▶ [STATED EXERCISE] Transcribe word for word the part of the comment thread on streaming limits that opens with the words containing "ShieldW0lf (601553) |" and closes with "it is now...".

Re:The problem... (1)

Tony Hoyle (11698) | more than 5 years ago | (#27387319)

Since nearly all of these services only stream to the USA that's kind of expected.

If they were someday to become international targeting ads by using IP geolocation is pretty easy.. so it's a non-issue.

Re:The problem... (1)

ShieldW0lf (601553) | more than 5 years ago | (#27387433)

Since nearly all of these services only stream to the USA that's kind of expected.

If they were someday to become international targeting ads by using IP geolocation is pretty easy.. so it's a non-issue.


All I know is, if they keep making it harder and harder to keep their propaganda away from my kid, it's going to become more of an issue than it is now...

Re:The problem... (1)

Yvan256 (722131) | more than 5 years ago | (#27388041)

I know they only stream to the USA, that was my point. It's the internet, there is no point in doing that.

Re:The problem... (2, Insightful)

Rutefoot (1338385) | more than 5 years ago | (#27388069)

Since nearly all of these services only stream to the USA that's kind of expected.

If they were someday to become international targeting ads by using IP geolocation is pretty easy.. so it's a non-issue.

Most of those services stream to the USA -and- Canada.

We get CBS, ABC, NBC, Fox and TBS here in Canada but we're not allowed to watch those networks online. Some Canadian stations have great online viewers (such as CTV), however their content is limited as a good half of their content is American programming which they aren't allowed to air.

Re:The problem... (2, Interesting)

QuantumRiff (120817) | more than 5 years ago | (#27387357)

That is true, however, large infrastructure would have to be put into place in the other areas of the world also. Hulu uses some very large content distribution networks to cut down on traffic costs.

But on the whole, your right. There is no reason they can't show an Opel Commercial to an EU viewer, a Ford commercial to a US one, and show a TATA ad to a viewer in India.

Re:The problem... (3, Insightful)

dq5 studios (682179) | more than 5 years ago | (#27388153)

The problem is the reverse actually. Whoever has the rights in your country won't let Hulu run the shows in it because it cuts into their advertising.

Re:The problem... (1)

camperdave (969942) | more than 5 years ago | (#27389203)

▶ [DATASET EXTRACT]

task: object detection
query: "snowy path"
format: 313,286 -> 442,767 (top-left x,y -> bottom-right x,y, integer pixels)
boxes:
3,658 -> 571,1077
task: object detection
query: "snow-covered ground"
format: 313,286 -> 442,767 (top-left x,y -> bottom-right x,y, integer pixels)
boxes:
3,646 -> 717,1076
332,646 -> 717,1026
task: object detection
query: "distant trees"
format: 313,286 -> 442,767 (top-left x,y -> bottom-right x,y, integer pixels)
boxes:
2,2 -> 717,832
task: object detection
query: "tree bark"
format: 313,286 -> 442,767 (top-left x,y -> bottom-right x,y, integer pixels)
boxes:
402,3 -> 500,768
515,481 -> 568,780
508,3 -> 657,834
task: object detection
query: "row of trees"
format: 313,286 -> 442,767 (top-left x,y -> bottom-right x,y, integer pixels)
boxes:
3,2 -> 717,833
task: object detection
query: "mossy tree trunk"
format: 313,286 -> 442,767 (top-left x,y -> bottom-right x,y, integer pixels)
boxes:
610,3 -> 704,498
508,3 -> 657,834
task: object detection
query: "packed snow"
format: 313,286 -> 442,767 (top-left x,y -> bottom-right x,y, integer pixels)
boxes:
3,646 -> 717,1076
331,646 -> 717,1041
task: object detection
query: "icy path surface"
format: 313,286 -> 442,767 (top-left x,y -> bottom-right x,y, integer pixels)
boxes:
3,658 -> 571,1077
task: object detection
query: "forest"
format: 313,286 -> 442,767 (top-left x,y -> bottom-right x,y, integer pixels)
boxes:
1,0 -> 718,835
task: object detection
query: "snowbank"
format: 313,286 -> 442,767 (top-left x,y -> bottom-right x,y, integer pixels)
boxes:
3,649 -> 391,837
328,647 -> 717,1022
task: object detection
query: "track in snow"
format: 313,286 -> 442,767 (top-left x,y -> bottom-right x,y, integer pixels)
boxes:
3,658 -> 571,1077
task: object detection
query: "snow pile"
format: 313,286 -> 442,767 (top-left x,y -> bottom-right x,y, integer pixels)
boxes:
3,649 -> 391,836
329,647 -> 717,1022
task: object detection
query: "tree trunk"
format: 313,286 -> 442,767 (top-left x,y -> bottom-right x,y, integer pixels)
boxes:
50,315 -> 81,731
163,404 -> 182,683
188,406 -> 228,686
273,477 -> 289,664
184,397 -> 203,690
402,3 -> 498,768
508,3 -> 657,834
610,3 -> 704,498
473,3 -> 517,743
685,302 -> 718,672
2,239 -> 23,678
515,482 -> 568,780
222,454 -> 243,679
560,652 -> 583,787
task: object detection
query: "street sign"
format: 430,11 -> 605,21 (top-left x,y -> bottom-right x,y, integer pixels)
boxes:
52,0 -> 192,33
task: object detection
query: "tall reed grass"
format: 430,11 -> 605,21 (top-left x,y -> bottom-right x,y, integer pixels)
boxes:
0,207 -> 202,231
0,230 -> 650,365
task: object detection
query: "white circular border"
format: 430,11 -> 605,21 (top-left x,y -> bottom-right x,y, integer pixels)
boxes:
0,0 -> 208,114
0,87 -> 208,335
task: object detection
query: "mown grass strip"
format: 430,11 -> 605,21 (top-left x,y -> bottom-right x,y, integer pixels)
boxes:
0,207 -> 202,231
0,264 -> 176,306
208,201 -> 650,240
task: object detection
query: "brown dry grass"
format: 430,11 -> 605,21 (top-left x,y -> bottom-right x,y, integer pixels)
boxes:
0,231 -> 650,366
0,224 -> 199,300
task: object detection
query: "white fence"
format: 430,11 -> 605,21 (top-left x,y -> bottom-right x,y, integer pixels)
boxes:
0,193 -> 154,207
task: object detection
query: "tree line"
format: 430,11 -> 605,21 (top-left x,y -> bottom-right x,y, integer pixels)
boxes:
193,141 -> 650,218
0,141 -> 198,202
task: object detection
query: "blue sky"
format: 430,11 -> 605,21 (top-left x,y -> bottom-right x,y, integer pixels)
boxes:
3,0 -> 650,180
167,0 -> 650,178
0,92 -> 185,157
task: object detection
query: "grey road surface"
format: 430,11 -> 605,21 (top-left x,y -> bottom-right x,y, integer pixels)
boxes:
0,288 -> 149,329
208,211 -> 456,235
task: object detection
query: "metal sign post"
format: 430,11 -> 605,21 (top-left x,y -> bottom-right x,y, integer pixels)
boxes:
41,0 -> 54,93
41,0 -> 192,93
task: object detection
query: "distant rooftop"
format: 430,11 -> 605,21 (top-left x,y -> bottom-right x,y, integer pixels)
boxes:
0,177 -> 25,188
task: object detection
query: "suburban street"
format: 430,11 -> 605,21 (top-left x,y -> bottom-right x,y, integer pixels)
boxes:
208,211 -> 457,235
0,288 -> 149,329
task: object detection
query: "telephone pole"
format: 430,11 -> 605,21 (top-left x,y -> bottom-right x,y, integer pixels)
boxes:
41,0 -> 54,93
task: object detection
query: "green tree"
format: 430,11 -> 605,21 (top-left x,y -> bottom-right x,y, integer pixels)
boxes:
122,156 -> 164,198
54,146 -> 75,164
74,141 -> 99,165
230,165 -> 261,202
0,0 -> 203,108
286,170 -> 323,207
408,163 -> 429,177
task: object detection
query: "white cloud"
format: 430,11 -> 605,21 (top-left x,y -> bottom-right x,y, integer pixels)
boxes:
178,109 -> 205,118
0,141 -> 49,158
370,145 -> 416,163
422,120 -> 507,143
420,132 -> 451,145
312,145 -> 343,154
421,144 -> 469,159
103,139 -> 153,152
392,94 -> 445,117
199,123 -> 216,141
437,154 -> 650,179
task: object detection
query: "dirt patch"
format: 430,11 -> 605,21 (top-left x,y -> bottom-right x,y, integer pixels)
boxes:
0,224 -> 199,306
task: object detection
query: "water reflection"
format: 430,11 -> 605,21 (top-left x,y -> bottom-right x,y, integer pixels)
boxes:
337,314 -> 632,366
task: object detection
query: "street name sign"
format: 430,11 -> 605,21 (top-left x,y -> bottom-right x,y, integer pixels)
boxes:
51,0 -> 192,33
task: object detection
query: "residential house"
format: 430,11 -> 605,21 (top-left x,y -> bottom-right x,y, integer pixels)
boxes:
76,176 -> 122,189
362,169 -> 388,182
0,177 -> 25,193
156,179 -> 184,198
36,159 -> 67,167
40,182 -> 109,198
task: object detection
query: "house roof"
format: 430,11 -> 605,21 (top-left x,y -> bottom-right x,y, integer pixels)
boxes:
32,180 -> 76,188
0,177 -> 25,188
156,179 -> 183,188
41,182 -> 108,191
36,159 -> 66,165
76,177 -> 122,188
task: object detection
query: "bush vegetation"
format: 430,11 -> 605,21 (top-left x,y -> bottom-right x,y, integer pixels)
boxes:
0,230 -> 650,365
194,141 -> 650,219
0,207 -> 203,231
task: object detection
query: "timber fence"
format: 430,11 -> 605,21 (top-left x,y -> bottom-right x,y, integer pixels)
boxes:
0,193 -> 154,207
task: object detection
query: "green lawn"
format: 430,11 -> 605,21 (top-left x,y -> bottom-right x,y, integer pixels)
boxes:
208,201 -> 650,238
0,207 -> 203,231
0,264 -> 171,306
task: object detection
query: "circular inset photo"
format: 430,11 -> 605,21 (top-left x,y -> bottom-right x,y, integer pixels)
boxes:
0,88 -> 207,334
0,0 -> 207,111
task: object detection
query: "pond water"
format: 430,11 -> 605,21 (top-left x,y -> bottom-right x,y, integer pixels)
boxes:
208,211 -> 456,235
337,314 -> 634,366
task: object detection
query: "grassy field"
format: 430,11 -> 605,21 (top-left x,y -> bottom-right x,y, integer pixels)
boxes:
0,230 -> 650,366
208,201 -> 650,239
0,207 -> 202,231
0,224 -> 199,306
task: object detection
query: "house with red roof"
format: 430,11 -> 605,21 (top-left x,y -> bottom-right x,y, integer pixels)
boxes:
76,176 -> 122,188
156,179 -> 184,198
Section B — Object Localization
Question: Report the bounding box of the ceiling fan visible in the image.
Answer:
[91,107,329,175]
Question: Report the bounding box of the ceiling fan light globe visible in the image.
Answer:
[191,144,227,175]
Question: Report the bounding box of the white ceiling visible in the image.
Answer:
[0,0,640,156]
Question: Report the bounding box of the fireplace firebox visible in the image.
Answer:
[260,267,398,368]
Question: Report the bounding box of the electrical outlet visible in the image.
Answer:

▶ [RESPONSE]
ShieldW0lf (601553) | more than 5 years ago | (#27387433)

Since nearly all of these services only stream to the USA that's kind of expected.

If they were someday to become international targeting ads by using IP geolocation is pretty easy.. so it's a non-issue.


All I know is, if they keep making it harder and harder to keep their propaganda away from my kid, it's going to become more of an issue than it is now...